- _Task statement_
Every line below should be duplicated exactly.

[Records contained in a dataset]
_ _ _ _ _ _ _

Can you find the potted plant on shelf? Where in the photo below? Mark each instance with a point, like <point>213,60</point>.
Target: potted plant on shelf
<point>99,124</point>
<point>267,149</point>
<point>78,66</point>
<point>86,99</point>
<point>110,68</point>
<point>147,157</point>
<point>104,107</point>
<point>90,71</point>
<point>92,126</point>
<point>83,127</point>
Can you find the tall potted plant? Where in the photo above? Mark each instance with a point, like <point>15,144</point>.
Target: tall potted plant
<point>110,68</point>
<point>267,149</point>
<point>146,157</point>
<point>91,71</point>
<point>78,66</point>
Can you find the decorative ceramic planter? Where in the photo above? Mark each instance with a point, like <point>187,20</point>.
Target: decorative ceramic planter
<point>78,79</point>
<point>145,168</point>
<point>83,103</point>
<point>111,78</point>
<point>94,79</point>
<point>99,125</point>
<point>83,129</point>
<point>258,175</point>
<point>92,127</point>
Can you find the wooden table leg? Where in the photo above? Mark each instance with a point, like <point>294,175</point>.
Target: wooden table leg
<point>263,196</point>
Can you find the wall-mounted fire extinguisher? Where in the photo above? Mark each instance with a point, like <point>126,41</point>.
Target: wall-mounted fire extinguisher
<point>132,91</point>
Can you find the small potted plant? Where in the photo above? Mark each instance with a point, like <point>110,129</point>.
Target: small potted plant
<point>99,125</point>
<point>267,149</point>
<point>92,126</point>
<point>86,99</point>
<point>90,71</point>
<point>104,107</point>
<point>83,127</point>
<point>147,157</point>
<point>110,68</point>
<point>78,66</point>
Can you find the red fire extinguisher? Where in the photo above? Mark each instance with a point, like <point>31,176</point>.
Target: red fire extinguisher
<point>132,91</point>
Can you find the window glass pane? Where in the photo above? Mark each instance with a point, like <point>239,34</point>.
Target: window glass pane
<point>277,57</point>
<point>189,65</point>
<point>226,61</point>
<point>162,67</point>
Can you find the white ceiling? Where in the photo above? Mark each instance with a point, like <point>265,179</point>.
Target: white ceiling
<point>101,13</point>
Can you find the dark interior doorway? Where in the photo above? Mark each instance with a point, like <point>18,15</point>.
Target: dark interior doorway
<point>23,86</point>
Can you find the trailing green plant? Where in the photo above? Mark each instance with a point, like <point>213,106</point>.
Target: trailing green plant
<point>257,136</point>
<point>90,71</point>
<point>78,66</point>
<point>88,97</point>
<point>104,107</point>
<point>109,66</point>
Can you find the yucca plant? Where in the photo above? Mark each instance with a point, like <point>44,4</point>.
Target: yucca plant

_ _ _ _ _ _ _

- _Solution to the problem_
Can you find the potted plant on shelf? Where in the photo below? Mark each instance with a point, like <point>213,60</point>.
Target: potted plant on shelf
<point>99,124</point>
<point>267,149</point>
<point>78,66</point>
<point>86,99</point>
<point>110,68</point>
<point>147,157</point>
<point>104,107</point>
<point>90,71</point>
<point>92,126</point>
<point>83,127</point>
Can you find the tall potted plant? Where in the photo above? Mark each instance with a point, like <point>15,144</point>.
Target: tall potted plant
<point>110,68</point>
<point>267,149</point>
<point>146,157</point>
<point>91,71</point>
<point>78,66</point>
Can you find the decorative ceramic planter? Where in the photo above? Mark each instance with a point, like <point>187,20</point>.
Target: decorative ceramic planter
<point>78,79</point>
<point>145,168</point>
<point>83,103</point>
<point>111,78</point>
<point>94,79</point>
<point>99,125</point>
<point>83,129</point>
<point>258,175</point>
<point>92,127</point>
Can you find the wooden table leg? Where in the photo above? Mark each instance with a point, like <point>294,175</point>.
Target: wooden table leg
<point>263,196</point>
Can you find the wall-mounted fire extinguisher? Where in the photo above? Mark each instance with a point, like <point>126,41</point>.
Target: wall-mounted fire extinguisher
<point>132,91</point>
Can you find the small potted plant? Where in the photo above? Mark each instance with a point, like <point>110,129</point>.
Target: small potted plant
<point>99,125</point>
<point>267,149</point>
<point>92,126</point>
<point>86,99</point>
<point>90,71</point>
<point>104,107</point>
<point>83,127</point>
<point>147,157</point>
<point>110,68</point>
<point>78,66</point>
Can you find the red fire extinguisher? Where in the photo above? Mark each instance with a point, like <point>31,176</point>.
Target: red fire extinguisher
<point>132,91</point>
Can you find the window glass pane? Where in the photo above? Mark each instance with a point, like <point>239,34</point>.
Target: window glass pane
<point>277,57</point>
<point>189,65</point>
<point>226,61</point>
<point>162,67</point>
Can you find the white ceiling? Where in the photo above? Mark each instance with a point, like <point>265,179</point>.
Target: white ceiling
<point>101,13</point>
Can you find the dark interior doorway? Where in the photo above? Mark each instance with a point, like <point>18,15</point>.
Target: dark interior doorway
<point>23,86</point>
Can you find the trailing green plant? Where in the photo above? Mark each instance with a point, like <point>213,106</point>.
Target: trailing green plant
<point>257,136</point>
<point>90,71</point>
<point>78,66</point>
<point>88,97</point>
<point>104,107</point>
<point>109,66</point>
Can you find the yucca plant? Where in the photo above? Mark each instance with a point, like <point>44,4</point>.
Target: yucca plant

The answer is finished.